BEGIN Data records

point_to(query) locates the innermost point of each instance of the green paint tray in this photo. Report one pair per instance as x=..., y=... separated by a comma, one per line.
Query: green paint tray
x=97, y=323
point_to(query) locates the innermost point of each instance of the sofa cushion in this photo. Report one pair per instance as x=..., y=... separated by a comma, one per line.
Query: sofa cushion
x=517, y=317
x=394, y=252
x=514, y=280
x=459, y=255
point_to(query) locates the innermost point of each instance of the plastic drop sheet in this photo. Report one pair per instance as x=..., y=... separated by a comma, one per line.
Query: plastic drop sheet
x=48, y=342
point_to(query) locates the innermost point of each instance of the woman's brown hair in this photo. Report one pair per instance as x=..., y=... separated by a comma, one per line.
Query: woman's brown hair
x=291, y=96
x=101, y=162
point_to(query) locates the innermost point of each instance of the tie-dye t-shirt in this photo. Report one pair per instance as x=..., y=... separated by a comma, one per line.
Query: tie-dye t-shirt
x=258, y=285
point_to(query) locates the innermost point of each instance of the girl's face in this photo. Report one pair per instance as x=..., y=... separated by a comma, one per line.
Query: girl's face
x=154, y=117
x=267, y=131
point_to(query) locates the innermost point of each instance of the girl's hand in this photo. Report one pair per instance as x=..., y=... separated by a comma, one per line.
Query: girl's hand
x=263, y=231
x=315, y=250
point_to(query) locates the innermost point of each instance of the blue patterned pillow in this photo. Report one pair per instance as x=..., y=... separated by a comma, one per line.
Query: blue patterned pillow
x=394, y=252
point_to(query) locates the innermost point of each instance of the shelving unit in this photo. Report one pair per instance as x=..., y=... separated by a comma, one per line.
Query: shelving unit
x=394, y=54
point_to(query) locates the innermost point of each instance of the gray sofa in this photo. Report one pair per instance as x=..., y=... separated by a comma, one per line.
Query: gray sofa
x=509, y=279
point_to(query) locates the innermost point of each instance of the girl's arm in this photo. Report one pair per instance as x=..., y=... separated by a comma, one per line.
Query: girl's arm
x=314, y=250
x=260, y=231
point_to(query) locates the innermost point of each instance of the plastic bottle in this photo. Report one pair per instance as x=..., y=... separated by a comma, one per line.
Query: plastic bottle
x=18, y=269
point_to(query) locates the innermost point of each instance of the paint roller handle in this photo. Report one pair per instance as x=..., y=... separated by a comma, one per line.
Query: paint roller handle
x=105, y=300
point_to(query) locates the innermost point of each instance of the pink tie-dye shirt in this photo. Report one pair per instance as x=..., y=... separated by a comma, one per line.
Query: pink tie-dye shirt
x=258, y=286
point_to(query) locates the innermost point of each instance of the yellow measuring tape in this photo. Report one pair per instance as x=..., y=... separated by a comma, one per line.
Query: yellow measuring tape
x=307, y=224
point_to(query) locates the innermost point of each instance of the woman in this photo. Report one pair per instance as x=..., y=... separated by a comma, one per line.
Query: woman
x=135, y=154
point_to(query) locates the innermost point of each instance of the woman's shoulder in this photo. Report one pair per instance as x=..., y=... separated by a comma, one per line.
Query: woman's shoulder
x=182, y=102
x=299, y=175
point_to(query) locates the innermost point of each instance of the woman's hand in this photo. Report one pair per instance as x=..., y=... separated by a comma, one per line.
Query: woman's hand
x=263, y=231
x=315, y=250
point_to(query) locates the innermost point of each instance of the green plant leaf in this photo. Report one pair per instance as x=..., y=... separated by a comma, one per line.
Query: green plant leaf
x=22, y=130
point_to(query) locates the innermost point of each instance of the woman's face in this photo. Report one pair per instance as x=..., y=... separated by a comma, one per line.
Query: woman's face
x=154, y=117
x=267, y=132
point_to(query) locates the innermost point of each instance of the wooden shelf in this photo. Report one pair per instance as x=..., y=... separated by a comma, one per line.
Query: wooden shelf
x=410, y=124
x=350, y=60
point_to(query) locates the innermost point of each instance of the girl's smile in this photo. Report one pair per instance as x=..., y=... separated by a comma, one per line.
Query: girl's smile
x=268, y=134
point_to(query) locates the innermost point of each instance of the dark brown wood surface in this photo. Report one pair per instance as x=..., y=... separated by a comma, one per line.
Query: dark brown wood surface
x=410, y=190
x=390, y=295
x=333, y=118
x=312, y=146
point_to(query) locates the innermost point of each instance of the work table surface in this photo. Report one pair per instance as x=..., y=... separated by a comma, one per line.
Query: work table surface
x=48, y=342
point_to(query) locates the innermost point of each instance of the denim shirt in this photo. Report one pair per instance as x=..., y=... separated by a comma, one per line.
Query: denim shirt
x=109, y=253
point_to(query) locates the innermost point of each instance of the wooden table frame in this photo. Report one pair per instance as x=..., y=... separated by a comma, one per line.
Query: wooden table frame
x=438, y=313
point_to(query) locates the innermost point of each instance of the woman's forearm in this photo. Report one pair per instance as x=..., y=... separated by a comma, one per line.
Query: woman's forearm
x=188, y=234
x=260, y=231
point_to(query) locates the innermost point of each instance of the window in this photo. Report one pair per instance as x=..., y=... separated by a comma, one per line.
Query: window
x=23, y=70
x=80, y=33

END Data records

To do: All of the records must be repeated exactly.

Answer for the task:
point_to(query) locates the innermost point of each instance of the green paint tray in this photo. Report one pair per instance as x=..., y=... separated by a comma, one per line.
Query: green paint tray
x=97, y=323
point_to(query) locates the innermost point of each instance of the sofa cushion in this photo. Report one pair per instance as x=..., y=... separated by a comma, one per line.
Query: sofa cushion
x=517, y=317
x=394, y=252
x=514, y=280
x=459, y=255
point_to(query) locates the innermost point of each instance of the plastic drop sheet in this photo. Report one pair per instance as x=..., y=... separated by a comma, one per line.
Query: plastic drop sheet
x=48, y=342
point_to(query) locates the innermost point of each instance of the woman's brown hair in this photo. Report one pair per instance as x=..., y=... separated by a comma, one per line.
Query: woman's brown hair
x=291, y=96
x=101, y=162
point_to(query) locates the innermost point of each instance of the tie-dye t-shirt in this photo. Report one pair per instance as x=..., y=... separated by a comma, one per line.
Query: tie-dye t-shirt
x=258, y=285
point_to(query) locates the innermost point of each instance of the girl's face in this photo. Report one pair per instance as x=..., y=... separated by a comma, one per line.
Query: girl's face
x=154, y=117
x=267, y=131
point_to(query) locates the innermost point of each instance of the girl's hand in this photo. Report one pair per instance as x=..., y=... separated by a comma, one per line.
Query: girl's hand
x=263, y=231
x=315, y=250
point_to(query) locates the innermost point of each instance of the blue patterned pillow in this photo. Report one pair per instance as x=..., y=... separated by a comma, one per line.
Query: blue patterned pillow
x=394, y=252
point_to(query) locates the innermost point of each instance of the shelving unit in this photo. Report one pair per instance as x=..., y=... separated by a comma, one per line.
Query: shelving unit
x=394, y=54
point_to(query) locates the innermost point of each instance of the gray sofa in this photo. Report one pair per instance as x=..., y=... separated by a comma, one per line.
Query: gray sofa
x=509, y=279
point_to(query) locates the innermost point of each instance of the girl's arm in this photo. Report one pair per instance as x=..., y=... separated by a comma, one per line.
Query: girl's arm
x=314, y=250
x=260, y=231
point_to(query) locates the innermost point of each instance of the plastic bottle in this photo. Report one pair per instance as x=..., y=... separated by a comma, one per line.
Query: plastic bottle
x=18, y=269
point_to(query) locates the innermost point of each instance of the paint roller handle in this photo. Report one pair per instance as x=..., y=... separated by a comma, one per line.
Query: paint roller handle
x=105, y=300
point_to(query) locates the innermost point of each instance of the pink tie-dye shirt in this photo. Report one pair per instance as x=..., y=... separated by a comma, one per line.
Query: pink tie-dye shirt
x=258, y=286
point_to(query) locates the innermost point of each instance of the yellow measuring tape in this photo. Report one pair per instance as x=..., y=... separated by a comma, one per line.
Query: yellow measuring tape
x=307, y=224
point_to(query) locates the innermost point of each instance of the woman in this photo. Report one pair per instance as x=..., y=... separated by a comma, one per line.
Query: woman
x=135, y=154
point_to(query) locates the innermost point of each instance of the woman's shoulder in this photo. Report one pair per instance as x=..., y=... separated by a comma, one per line.
Query: woman's shoulder
x=182, y=102
x=299, y=175
point_to(query) locates the innermost point of each instance of the woman's hand in this photo. Report one pair per instance as x=..., y=... separated by a comma, one per line.
Query: woman's hand
x=263, y=231
x=315, y=250
point_to(query) locates the innermost point of each instance of the green plant leaf in this photo. Report one pair per instance as x=..., y=... separated by a comma, one per line.
Query: green plant leaf
x=22, y=130
point_to(query) locates the innermost point of each instance of the woman's face in this photo. Report one pair per instance as x=..., y=... separated by a comma, one per line.
Query: woman's face
x=154, y=117
x=267, y=132
point_to(query) locates the innermost point of each instance of the wooden shelf in this photo. Report one pair per instance as x=..., y=... separated by a comma, one per line.
Query: wooden shelf
x=410, y=124
x=350, y=60
point_to(query) locates the innermost point of each instance of the girl's smile in this photo. Report one pair per instance as x=..., y=... separated by a comma, one per line.
Query: girl's smile
x=268, y=134
point_to(query) locates the innermost point of each instance of the dark brown wood surface in this photo. Report one pair per instance as x=..., y=... separated by a comma, one per line.
Query: dark brown wood surface
x=410, y=190
x=390, y=295
x=333, y=118
x=312, y=146
point_to(query) locates the innermost point of each instance of the work table surface in this photo. Report one pair per instance as x=..., y=... separated by a comma, one per line.
Query: work table surface
x=48, y=342
point_to(query) locates the innermost point of each instance of the denim shirt in this photo. Report one pair per instance as x=..., y=... separated by a comma, one per line.
Query: denim shirt
x=109, y=253
point_to(query) locates the innermost point of each instance of the wooden table frame in this photo. Report one pair per instance as x=..., y=... separated by a comma, one per line.
Query: wooden table frame
x=438, y=313
point_to(query) locates the innermost point of each instance of the woman's forearm in this photo. Report one pair per instance as x=..., y=... separated by a comma, one per line.
Query: woman's forearm
x=188, y=234
x=260, y=231
point_to(query) locates the innermost point of each instance of the window in this photo. Report one pair per instance as x=..., y=... separated by a comma, one per line.
Query: window
x=23, y=70
x=80, y=33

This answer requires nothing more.